▸ **Problem description**:
Look through the records below for the line holding "# paths use fill-rule evenodd". Write it out exactly, with each following line through the line holding "148 288 L 173".

▸ **Given records**:
---------------
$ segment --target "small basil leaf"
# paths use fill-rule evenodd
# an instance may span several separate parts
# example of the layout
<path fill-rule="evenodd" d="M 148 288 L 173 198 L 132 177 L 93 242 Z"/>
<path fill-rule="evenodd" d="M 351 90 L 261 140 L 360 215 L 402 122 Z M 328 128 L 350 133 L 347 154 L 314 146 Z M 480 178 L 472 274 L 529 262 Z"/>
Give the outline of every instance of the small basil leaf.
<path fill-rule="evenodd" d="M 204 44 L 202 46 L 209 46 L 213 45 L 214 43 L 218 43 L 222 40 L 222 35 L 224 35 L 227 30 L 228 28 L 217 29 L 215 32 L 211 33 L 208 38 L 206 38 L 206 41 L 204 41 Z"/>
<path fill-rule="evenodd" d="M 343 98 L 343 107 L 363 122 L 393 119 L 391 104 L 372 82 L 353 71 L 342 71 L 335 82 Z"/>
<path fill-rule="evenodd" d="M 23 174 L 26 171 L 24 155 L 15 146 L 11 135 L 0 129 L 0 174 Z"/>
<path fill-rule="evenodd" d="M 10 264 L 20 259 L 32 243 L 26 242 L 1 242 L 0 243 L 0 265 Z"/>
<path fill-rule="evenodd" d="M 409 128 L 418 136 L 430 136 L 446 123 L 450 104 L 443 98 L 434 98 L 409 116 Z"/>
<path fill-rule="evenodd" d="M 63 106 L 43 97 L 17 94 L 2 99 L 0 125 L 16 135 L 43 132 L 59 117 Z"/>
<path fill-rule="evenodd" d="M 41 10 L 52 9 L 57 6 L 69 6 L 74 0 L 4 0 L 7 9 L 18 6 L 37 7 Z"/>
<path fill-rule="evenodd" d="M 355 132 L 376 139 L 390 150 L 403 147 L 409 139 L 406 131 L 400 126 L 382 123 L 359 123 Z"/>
---------------
▸ **Answer for the task**:
# paths use fill-rule evenodd
# an instance may span several separate parts
# example of the layout
<path fill-rule="evenodd" d="M 148 288 L 173 198 L 132 177 L 93 242 Z"/>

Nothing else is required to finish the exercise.